■ Data extract
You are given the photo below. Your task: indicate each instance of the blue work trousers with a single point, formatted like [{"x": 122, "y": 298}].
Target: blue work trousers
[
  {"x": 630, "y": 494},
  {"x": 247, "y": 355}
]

■ Directions
Repeat the material above in full, exactly as it stands.

■ Response to this task
You are given the photo below. Your task: indicate each instance of the blue work trousers with a single point, formatted like [{"x": 122, "y": 298}].
Target: blue work trousers
[
  {"x": 630, "y": 494},
  {"x": 247, "y": 355}
]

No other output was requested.